Render the records below as a Markdown table with the columns "Row" and "Line", starting with the line containing "the reed in" and going on through the last line of the records. Leave out blank lines.
========================================
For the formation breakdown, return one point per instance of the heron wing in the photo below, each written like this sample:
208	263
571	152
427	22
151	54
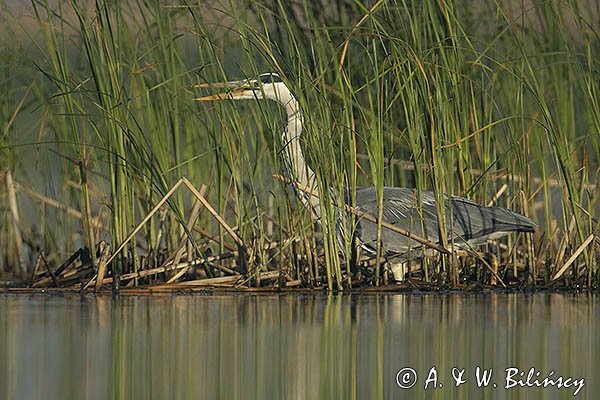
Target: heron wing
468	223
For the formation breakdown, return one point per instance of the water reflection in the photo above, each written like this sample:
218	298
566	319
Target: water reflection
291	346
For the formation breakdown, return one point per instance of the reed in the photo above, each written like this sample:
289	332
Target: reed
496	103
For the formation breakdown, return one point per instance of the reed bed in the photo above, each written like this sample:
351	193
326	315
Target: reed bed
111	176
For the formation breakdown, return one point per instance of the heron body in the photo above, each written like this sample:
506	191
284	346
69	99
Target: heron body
========================================
_Correct output_
| Row | Line |
|---|---|
| 1 | For the formation breakdown, return one point per instance of the reed in the photo above, each written like this sample: |
| 2 | 289	332 |
| 3 | Target: reed |
| 4 | 496	103 |
| 5 | For the formation breakdown, return one point per instance of the reed bed in the photo above, each written like this sample: |
| 6 | 351	193 |
| 7 | 326	315 |
| 8 | Target: reed bed |
| 9 | 111	176 |
| 10 | For the formation breakdown, return one point per instance of the heron body in the photo above, each written like this sample: |
| 11 | 506	191 |
| 12 | 284	346 |
| 13 | 69	99 |
| 14 | Target: heron body |